> _STORED RECORDS_
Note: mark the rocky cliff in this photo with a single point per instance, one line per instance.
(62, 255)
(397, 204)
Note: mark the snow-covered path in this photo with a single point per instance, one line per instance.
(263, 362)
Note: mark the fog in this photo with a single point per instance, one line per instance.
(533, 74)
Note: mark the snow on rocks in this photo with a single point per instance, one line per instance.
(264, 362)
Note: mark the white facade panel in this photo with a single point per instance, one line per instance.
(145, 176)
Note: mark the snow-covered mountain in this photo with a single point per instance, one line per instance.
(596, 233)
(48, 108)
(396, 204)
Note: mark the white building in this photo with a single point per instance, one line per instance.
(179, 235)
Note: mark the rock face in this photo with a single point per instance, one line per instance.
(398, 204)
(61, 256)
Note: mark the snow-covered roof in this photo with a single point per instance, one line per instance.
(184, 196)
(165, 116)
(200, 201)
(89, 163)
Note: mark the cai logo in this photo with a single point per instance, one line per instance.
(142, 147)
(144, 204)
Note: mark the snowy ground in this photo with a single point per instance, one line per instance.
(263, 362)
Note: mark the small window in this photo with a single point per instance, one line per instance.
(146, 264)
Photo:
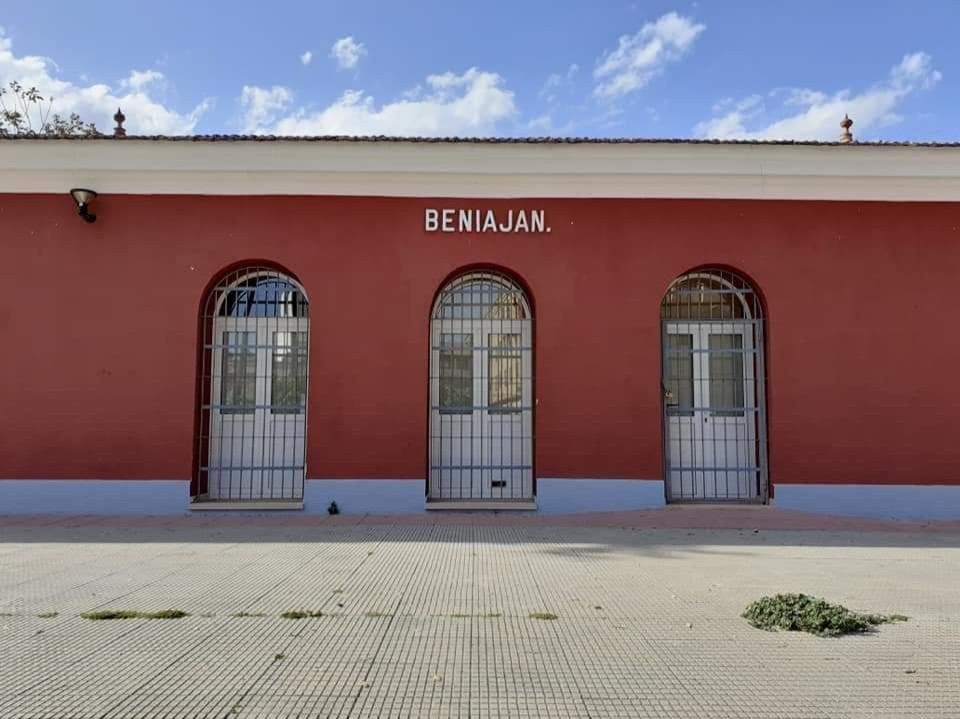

> _EXERCISE PROMPT_
Locate every line in the records above that contains the word "covered" and copy each one out in full. Treat uppercase and lowercase letters as different.

> _SOLUTION TO THIS EXERCISE_
Note: mark the snow-covered path in this photo with a single point per instance, one line per instance.
Note: mark the snow-covered mountain in this photo with a single point per instance, one line per instance.
Note: mark the snow-covered roof in this photo with a single point per instance, one line per instance.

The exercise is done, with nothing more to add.